Reproduce the passage of the article on Harry Reid and the Medicare vote starting with "But Reid called" and going on through "run Medicare program.)".

◆ Reading text
────

Las Vegas Sun

April 19, 2024

At critical political time, Reid called on a lion

Persuasive Nevadan had a plan to securely block Medicare cut

Sun Topics

The day before the Fourth of July, when he was back in Nevada, Sen. Harry Reid was counting votes for the Medicare bill. He hatched a plan that would stop even hardened hearts in this town.

The majority leader needed one more senator to go his way so Congress could stop an unintended 10 percent pay cut for doctors who deliver Medicare services, an issue that arises every year. Democrats and Republicans oppose the pay cut, but neither side had been able to prevent it.

A week earlier in the Senate, the bill had fallen just one vote short of the 60 needed to pass.

Reid had courted possible Republicans to switch, but getting no promises, “realized I had to try to do something.”

What Reid orchestrated was one of the most dramatic scenes on Capitol Hill in years — a clandestine plot that brought the triumphant return of Sen. Edward Kennedy, a Washington icon who is fighting terminal brain cancer, to the Senate floor for a decisive vote.

Stretched back in his office chair Thursday in the Capitol, Reid was on the telephone with Nevada reporters and health care professionals, telling the story of how it went down.

“They thought they had us beat until the last minute,” Reid said, cradling the phone to his ear the way he does with his thumb on the receiver and the rest of his hand across his forehead as if he has a big headache.

“They didn’t know I started working last Thursday in getting Sen. Kennedy here.”

Kennedy has been away from Washington since he was diagnosed with a deadly brain tumor. He is undergoing chemotherapy and radiation and had not been expected to return until September.

But Reid called Kennedy’s family and staff last week to test a change of plans.

Kennedy called Tuesday to say he would be there. On the day of the vote, Wednesday, he told Reid “he was on his way.”

The rest is well-known: Kennedy entered the Senate chamber to tearful applause. Not only did Kennedy vote yes, but nine Republicans switched their votes from the previous week and joined the prevailing team.

The bill that President Bush opposed now had a veto-proof majority in both the House and Senate.

(All of Nevada’s lawmakers in Washington except Republican Sen. John Ensign voted for the bill. Ensign and some Republicans also want to halt the doctors’ pay cut, but oppose paying for it by trimming insurance companies’ privately run Medicare program.)

One of those on the conference call asked Reid if Nevada’s senators were onboard.

────

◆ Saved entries
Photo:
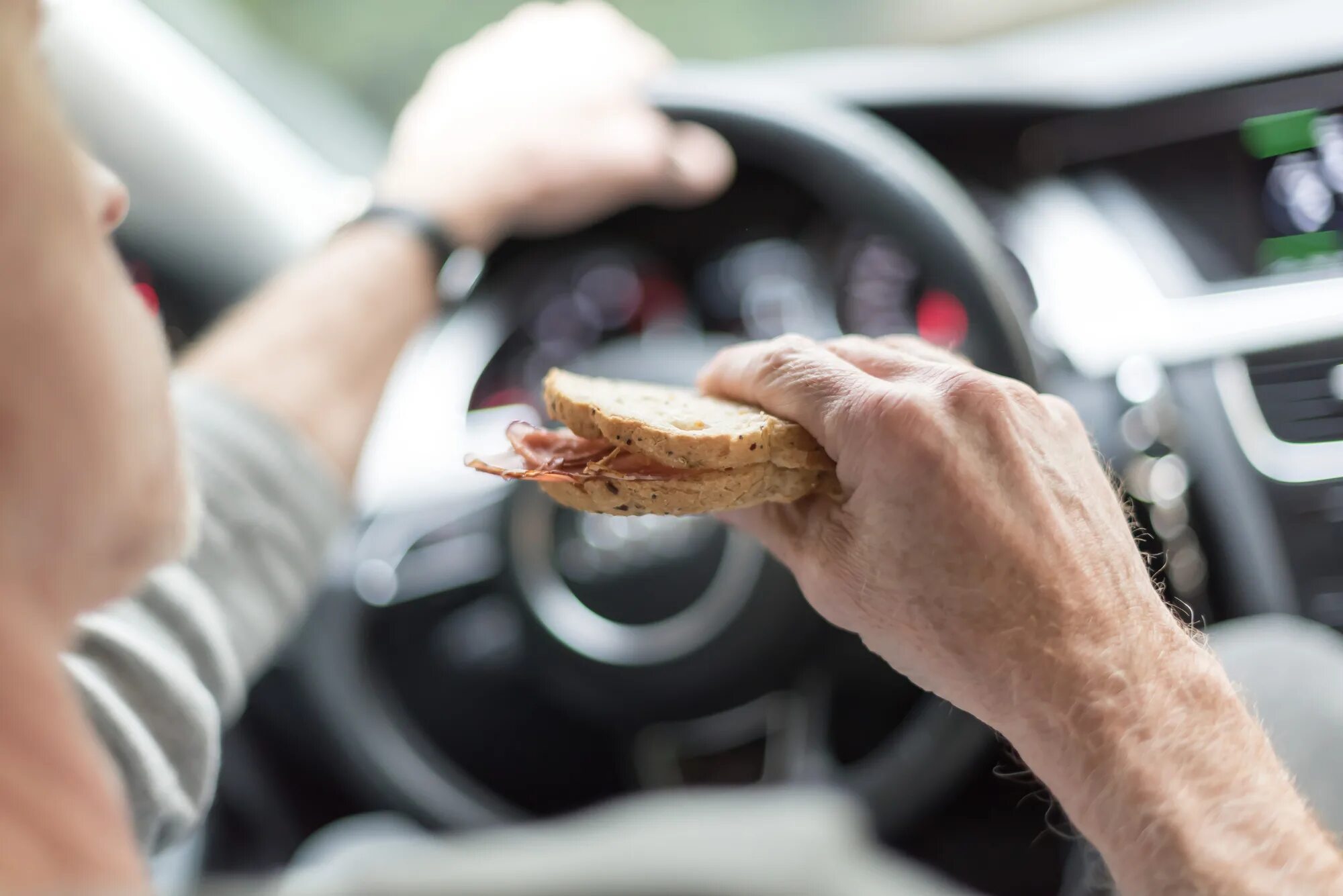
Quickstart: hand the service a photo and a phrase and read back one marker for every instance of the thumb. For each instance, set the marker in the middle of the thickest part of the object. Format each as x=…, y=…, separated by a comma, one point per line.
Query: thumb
x=777, y=526
x=700, y=164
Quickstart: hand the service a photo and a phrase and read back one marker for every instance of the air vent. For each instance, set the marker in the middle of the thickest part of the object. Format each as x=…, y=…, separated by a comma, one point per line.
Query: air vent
x=1301, y=391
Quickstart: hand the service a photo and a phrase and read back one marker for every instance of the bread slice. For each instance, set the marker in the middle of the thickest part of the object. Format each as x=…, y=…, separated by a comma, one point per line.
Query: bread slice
x=679, y=427
x=706, y=493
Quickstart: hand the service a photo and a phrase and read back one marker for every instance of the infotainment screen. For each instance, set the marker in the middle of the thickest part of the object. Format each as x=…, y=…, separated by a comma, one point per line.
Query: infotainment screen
x=1299, y=162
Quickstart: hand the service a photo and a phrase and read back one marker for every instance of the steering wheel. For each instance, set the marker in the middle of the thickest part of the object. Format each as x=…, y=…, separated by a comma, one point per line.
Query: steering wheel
x=692, y=656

────

◆ Answer box
But Reid called Kennedy’s family and staff last week to test a change of plans.

Kennedy called Tuesday to say he would be there. On the day of the vote, Wednesday, he told Reid “he was on his way.”

The rest is well-known: Kennedy entered the Senate chamber to tearful applause. Not only did Kennedy vote yes, but nine Republicans switched their votes from the previous week and joined the prevailing team.

The bill that President Bush opposed now had a veto-proof majority in both the House and Senate.

(All of Nevada’s lawmakers in Washington except Republican Sen. John Ensign voted for the bill. Ensign and some Republicans also want to halt the doctors’ pay cut, but oppose paying for it by trimming insurance companies’ privately run Medicare program.)